[What to produce]
Word for word, restate the lines from the one holding "For each instance of the laptop" through the end of the data below, including both endpoints and nothing more.

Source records
******

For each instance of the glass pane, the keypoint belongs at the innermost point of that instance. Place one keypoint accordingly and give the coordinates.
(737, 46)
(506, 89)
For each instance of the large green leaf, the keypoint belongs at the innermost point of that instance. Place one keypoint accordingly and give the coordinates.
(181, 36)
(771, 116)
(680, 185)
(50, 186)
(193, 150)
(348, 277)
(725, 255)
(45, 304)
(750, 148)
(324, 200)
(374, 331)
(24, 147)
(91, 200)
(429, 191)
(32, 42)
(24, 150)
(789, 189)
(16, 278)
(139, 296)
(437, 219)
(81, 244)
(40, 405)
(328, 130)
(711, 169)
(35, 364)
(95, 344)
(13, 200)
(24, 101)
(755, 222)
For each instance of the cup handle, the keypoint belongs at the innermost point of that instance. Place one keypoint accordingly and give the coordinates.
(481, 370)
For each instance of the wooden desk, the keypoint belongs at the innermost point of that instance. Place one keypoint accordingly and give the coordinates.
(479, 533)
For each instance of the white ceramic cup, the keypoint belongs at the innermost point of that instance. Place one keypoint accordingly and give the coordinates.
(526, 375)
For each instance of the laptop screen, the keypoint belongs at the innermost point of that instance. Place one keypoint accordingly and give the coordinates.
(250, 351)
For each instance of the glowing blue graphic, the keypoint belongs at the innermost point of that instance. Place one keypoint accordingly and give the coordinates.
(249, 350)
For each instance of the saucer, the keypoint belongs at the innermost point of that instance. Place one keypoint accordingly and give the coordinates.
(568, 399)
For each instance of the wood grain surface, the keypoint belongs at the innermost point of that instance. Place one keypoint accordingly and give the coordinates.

******

[Task solution]
For each instance of the laptop screen, the keypoint belongs at the innermost point of that instance. Place one keypoint accordingly and give the coordinates.
(250, 351)
For each instance of the glowing blue graphic, the keypoint belongs at the innermost point of that instance. Place one keypoint accordingly and give the coordinates.
(249, 350)
For each instance of the saucer, the keypoint belongs at the innermost point of that instance. Place one keypoint accordingly and give the coordinates.
(568, 399)
For each instance of the wood grain surface, the keypoint belongs at the innermost point of that instance. Place one keypoint accordingly and give the coordinates.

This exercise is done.